• **Dataset records**:

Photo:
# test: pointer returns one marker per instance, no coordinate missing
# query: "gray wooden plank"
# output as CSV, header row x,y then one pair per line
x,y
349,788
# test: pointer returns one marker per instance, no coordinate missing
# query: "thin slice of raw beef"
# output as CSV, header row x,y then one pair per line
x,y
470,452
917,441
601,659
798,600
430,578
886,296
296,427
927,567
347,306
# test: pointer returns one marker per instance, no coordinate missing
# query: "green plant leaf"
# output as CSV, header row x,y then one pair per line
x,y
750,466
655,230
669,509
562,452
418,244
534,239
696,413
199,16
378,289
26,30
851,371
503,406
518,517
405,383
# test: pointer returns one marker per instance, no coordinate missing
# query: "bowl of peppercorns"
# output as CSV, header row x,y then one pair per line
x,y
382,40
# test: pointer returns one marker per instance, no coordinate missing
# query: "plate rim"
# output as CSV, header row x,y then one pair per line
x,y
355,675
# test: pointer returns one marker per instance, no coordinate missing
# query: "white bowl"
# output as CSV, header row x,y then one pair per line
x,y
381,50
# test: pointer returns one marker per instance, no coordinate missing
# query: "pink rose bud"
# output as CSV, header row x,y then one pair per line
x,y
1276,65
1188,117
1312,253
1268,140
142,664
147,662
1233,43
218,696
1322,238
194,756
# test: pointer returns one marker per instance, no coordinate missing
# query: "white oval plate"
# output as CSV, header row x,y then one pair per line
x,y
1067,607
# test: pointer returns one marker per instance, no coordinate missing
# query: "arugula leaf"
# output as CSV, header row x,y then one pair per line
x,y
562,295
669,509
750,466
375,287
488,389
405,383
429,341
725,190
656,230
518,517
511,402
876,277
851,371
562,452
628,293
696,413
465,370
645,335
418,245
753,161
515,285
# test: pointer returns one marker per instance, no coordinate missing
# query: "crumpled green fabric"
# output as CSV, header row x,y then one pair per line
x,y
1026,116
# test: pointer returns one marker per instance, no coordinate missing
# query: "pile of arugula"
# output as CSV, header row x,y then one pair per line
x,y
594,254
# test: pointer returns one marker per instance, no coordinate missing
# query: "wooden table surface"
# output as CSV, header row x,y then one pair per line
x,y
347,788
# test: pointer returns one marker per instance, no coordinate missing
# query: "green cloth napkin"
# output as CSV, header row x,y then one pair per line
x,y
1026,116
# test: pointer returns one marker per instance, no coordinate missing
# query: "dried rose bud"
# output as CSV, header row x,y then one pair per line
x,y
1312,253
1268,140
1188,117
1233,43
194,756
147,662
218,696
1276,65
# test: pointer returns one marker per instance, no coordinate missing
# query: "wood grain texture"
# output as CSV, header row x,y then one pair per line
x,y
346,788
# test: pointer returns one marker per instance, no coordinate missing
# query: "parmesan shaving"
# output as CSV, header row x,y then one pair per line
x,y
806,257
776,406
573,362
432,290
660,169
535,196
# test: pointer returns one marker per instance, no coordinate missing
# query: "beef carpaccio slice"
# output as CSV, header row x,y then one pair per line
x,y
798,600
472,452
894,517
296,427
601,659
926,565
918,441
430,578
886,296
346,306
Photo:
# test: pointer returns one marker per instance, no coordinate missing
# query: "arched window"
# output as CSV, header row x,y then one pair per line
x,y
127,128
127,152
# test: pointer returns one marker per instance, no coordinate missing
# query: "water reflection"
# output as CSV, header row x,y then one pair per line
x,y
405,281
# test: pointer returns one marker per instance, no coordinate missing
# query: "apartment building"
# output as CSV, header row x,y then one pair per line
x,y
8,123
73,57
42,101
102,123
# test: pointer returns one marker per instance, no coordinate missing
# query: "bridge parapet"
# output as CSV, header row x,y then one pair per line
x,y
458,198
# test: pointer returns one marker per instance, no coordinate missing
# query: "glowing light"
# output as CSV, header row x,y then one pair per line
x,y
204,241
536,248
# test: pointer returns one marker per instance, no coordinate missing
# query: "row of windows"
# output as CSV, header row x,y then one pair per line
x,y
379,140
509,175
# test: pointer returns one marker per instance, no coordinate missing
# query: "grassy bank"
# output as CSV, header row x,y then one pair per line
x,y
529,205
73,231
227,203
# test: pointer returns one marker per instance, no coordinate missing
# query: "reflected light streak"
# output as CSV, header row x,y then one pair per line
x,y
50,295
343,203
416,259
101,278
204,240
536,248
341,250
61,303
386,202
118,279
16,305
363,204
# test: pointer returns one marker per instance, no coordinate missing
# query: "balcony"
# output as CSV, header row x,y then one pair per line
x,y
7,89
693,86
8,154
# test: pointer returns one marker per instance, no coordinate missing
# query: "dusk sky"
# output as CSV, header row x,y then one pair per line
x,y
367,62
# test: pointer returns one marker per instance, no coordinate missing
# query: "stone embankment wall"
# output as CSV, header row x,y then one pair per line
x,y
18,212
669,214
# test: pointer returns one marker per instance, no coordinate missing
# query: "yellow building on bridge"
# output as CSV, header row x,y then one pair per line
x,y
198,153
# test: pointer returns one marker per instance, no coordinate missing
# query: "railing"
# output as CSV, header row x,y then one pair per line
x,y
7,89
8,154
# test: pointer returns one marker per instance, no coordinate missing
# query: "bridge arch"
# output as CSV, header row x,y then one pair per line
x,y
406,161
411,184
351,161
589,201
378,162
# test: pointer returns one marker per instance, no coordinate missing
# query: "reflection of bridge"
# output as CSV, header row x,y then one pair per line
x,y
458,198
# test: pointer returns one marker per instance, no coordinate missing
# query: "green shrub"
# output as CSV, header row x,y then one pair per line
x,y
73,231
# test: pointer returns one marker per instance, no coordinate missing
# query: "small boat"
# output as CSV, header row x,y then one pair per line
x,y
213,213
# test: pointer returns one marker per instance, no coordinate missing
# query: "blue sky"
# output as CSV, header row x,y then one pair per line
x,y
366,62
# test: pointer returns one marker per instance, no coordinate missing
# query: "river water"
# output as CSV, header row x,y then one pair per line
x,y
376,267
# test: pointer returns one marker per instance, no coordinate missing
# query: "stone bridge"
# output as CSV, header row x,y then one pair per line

• **Exercise task**: Collect every line of the data that contains the word "stone", matching case exactly.

• **Answer to the exercise**:
# query: "stone embankment wall"
# query: "stone bridge"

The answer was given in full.